Saved data entries:
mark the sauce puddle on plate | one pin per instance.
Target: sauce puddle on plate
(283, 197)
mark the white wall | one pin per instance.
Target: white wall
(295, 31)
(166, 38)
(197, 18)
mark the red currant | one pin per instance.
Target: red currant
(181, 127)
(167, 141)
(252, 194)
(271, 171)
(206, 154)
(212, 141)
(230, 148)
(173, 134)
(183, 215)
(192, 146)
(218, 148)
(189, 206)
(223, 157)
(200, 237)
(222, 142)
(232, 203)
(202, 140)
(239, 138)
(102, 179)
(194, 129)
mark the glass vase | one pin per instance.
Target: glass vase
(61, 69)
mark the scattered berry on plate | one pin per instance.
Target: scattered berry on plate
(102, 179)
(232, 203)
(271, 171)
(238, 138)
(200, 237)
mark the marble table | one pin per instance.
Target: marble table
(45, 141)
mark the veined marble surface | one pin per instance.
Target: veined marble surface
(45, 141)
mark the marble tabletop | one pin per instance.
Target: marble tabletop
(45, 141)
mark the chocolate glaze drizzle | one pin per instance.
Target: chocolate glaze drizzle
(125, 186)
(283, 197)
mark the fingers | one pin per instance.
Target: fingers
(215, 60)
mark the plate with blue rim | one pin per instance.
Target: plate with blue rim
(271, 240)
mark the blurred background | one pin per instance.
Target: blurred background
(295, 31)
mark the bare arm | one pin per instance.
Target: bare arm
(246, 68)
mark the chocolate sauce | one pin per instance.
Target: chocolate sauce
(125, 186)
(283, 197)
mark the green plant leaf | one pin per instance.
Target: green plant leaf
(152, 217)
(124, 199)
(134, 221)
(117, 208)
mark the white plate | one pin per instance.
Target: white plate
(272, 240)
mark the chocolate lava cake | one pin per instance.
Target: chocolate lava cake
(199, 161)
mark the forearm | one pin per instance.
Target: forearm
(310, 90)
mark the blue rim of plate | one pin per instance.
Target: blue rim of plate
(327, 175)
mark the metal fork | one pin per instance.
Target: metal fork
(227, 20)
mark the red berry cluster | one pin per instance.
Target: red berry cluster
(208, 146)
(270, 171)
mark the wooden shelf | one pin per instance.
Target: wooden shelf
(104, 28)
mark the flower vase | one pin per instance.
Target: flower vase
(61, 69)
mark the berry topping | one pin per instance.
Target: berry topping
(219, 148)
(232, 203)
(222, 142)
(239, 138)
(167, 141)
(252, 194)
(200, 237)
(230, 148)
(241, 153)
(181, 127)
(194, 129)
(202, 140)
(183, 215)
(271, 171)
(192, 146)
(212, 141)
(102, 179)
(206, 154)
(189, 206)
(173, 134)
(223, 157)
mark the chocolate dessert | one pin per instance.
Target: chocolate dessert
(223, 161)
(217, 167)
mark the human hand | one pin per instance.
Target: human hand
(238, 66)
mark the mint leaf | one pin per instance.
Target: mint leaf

* [Exercise brief]:
I'd like an exact copy of the lines above, from the very first one through the line that contains "mark the red currant | one pin per instance.", with nothing else added.

* [Result below]:
mark the sauce puddle on plate | one pin per instance.
Target: sauce puddle on plate
(283, 197)
mark the white wall | one pin per instance.
Target: white wall
(295, 31)
(166, 38)
(197, 18)
mark the red currant | one pin per instance.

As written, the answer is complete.